(WRITTEN PROBLEM): Copy out each line exactly; pictures stay out of the copy.

A block of data:
'''

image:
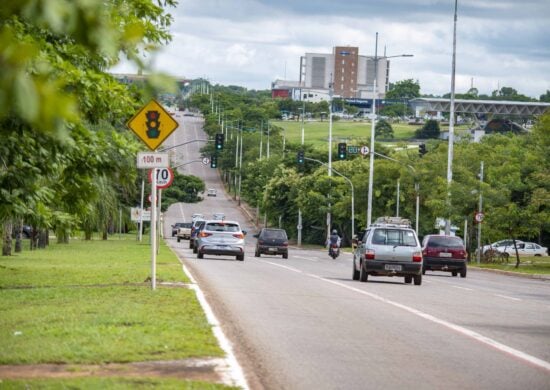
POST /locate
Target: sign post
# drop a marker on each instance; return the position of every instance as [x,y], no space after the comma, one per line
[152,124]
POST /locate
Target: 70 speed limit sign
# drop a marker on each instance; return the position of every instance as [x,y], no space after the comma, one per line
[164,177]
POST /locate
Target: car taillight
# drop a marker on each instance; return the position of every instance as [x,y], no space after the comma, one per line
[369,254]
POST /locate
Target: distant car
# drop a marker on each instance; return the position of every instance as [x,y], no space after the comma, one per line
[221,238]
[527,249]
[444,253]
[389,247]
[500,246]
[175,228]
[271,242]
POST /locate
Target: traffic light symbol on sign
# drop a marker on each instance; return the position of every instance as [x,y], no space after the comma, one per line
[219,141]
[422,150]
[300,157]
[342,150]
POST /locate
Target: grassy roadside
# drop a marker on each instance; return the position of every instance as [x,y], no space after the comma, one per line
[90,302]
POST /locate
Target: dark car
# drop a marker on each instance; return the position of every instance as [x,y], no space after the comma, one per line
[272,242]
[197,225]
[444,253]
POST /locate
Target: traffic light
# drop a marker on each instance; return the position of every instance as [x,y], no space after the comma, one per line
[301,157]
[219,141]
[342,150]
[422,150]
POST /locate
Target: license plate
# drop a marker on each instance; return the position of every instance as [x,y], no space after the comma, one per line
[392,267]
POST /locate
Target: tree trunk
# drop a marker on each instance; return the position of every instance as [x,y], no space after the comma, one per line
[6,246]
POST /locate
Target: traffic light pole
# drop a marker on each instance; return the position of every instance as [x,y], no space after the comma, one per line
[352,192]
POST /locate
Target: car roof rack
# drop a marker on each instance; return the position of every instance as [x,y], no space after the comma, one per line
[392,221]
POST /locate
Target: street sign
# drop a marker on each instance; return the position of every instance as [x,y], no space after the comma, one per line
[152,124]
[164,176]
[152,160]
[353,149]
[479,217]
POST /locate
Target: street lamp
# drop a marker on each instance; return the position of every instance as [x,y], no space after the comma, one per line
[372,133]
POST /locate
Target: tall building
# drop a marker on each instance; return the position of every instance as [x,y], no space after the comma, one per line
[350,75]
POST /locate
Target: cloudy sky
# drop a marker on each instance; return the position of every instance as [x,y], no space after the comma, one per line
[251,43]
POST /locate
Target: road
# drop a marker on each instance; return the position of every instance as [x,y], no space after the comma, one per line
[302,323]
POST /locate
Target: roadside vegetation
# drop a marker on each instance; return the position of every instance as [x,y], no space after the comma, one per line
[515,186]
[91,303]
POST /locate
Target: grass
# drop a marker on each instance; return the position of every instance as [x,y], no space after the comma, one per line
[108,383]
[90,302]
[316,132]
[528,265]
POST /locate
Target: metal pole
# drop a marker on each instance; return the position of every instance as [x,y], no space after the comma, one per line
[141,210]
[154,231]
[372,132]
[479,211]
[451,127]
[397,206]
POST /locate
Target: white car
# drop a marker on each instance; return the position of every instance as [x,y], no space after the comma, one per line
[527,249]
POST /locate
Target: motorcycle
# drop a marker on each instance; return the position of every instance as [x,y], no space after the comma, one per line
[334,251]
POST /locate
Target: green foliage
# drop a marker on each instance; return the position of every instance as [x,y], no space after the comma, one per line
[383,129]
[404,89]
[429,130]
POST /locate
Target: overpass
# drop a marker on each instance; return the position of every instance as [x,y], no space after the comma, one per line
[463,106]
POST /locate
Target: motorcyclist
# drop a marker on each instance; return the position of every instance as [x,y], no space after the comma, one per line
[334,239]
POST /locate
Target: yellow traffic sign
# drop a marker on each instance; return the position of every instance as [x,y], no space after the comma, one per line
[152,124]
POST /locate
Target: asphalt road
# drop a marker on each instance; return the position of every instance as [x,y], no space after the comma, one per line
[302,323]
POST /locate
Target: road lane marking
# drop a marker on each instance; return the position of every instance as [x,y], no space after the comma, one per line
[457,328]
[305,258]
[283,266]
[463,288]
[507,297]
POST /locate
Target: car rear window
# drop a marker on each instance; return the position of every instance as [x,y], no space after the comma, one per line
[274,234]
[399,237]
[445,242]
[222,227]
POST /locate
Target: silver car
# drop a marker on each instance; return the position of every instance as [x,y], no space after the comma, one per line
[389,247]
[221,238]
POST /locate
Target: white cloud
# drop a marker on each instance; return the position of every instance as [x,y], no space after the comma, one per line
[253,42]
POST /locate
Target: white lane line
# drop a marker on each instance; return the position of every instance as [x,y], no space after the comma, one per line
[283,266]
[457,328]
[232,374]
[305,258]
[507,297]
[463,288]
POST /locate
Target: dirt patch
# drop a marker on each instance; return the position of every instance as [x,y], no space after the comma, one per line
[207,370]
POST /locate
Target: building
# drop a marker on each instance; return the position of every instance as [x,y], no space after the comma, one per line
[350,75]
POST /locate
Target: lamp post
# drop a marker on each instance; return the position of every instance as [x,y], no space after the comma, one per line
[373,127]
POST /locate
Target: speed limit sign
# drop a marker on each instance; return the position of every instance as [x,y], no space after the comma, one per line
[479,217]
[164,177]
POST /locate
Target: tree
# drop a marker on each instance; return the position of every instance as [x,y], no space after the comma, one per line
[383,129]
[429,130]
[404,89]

'''

(WRITTEN SOLUTION):
image:
POST /locate
Target: sign post
# drop a marker on each instance; return the position of every instance as [x,y], no space after the comma, one per line
[152,124]
POST /locate
Target: 70 speed limit sign
# drop a marker on each instance; return the position of every instance as [x,y], no space after the comma, one per line
[164,177]
POST /locate
Target: car taillight
# drop a marker on each instance; return the position of every instance as [x,y], no space after the comma, one per line
[369,254]
POST /locate
Target: distant car
# drop a marker on each instance; return the position of every instance as [x,y], no space after the comma, one per line
[221,238]
[527,249]
[444,253]
[389,247]
[500,246]
[175,228]
[271,242]
POST /locate
Target: traffic light symbol on sign
# drop a marker on each instance; return the position of every instance as [x,y], no space after the comma, one per line
[219,141]
[422,150]
[300,157]
[342,150]
POST /locate
Target: grassy roadside
# drop a marker on each instance; return the position of every instance as [x,y], no space after the comma, one per line
[90,302]
POST /locate
Target: dark car
# drop a marker on each instance; return the position of every instance as [x,y], no space after the comma, one per line
[272,242]
[197,225]
[444,253]
POST /locate
Target: traffic light
# drop a marker on each instance; return the position of every instance as [x,y], no space after the comma, one per line
[301,157]
[219,141]
[342,150]
[422,150]
POST /locate
Target: license plate
# drop a marker on each instance; return the position of every instance as [x,y], no space after the comma, one per line
[392,267]
POST /locate
Target: tree trunk
# drop a marker on each instance; return the position of every instance as [x,y], no space after the comma, one per line
[6,246]
POST /locate
Target: traffic light pole
# drop a marker on each instance; return the position of every instance as [x,y], no space after the comma, one per line
[352,192]
POST /locate
Target: car roof rack
# drop a marker on each instance; return the position of every instance as [x,y], no space after the comma, one per line
[392,221]
POST /locate
Target: street sign
# drop a marker on each instance; return the position of every instance as [x,y], no space after the comma, one per line
[152,124]
[164,176]
[152,160]
[353,149]
[479,217]
POST /locate
Target: street lamp
# drop a marker on each instance; return the position of every instance as [x,y], no space after the comma, one per line
[372,133]
POST /locate
Target: tall building
# drop a marker on each instance; return the position of every instance as [x,y], no space after the comma, one per line
[350,75]
POST /locate
Target: cloudy sky
# drop a marker on each instance; return the position of every instance as [x,y], no space after the comma, one per line
[251,43]
POST /locate
Target: road
# drop a marker on each instance; return the position of every instance as [x,y], no space after the comma, one per line
[302,323]
POST /locate
Target: roadside vegetation
# drop a marker on each instance; return the position of every instance as [x,y], no space after the comma, one per line
[515,186]
[91,303]
POST /locate
Target: grass
# drop a marker on each instance; return the position of every instance as [x,y], no space after the comma, one per line
[108,383]
[90,302]
[316,132]
[528,265]
POST /locate
Target: metal pole
# drop a marker on each instance; return the position of every instance as [x,y], no space after the comma, one per line
[141,210]
[154,231]
[372,132]
[479,211]
[451,127]
[397,206]
POST /locate
Target: white car
# drop a marker on each instance; return the position of every instance as [x,y], no space after the comma, one per line
[527,249]
POST /locate
Target: motorcycle
# drop a marker on each instance; return the position of every instance as [x,y], no space after the comma, one per line
[334,251]
POST /locate
Target: green foliage
# drop a marker on each instance; return the position of every instance as [x,y], no space after the comma, one per line
[383,129]
[404,89]
[429,130]
POST /locate
Target: overpass
# drop a marker on each instance; return the position of every instance as [x,y], no space after the comma, one per line
[463,106]
POST /locate
Target: motorcyclist
# drop a marker on each instance; return the position of every instance as [x,y], no space after the comma, one per line
[334,239]
POST /locate
Target: yellow traffic sign
# drop a marker on each instance; return the position of every instance as [x,y], no space after the comma, one per line
[152,124]
POST /locate
Target: asphalt road
# drop a marker on each instance; return the position of every instance as [x,y], no space after the comma, one per line
[302,323]
POST /locate
Target: road lane marking
# drop a marker on each instance; return the position of every instance as [x,y], no space after the comma, one per line
[457,328]
[305,258]
[283,266]
[463,288]
[507,297]
POST /locate
Target: car rear window
# drop a marker on each instance; return the position of every instance as [x,y], no space after the comma, one per line
[274,234]
[399,237]
[445,242]
[222,227]
POST /locate
Target: silver car
# drop a marker on each instance; return the position of every instance as [x,y], no space after the comma, one per line
[389,247]
[221,238]
POST /locate
Target: white cloud
# drop a marker on each instance; return the position of every instance as [x,y], no space after the comma, one per line
[253,42]
POST /locate
Target: white lane line
# drop a marker on each instance; return the position of every instance as [x,y], no space after the comma, one per line
[283,266]
[457,328]
[232,374]
[305,258]
[507,297]
[463,288]
POST /locate
Target: dirt patch
# drop a marker on each instance; return the position of every instance as [x,y], no space after the comma, one per line
[207,370]
POST /locate
Target: building
# drop a marker on each instance; return the position of every instance as [x,y], no space after the comma, one per line
[350,75]
POST /locate
Target: lamp post
# drop a marker on each instance; return the position of every instance as [x,y], no space after the comma, one per line
[373,127]
POST /locate
Target: speed limit sign
# drop a marker on each instance; return the position of every instance as [x,y], no space after the comma, one per line
[479,217]
[164,177]
POST /locate
Target: tree
# drop a marker on each instance; return the position of every instance as [x,y], no space after the comma, one per line
[383,129]
[429,130]
[404,89]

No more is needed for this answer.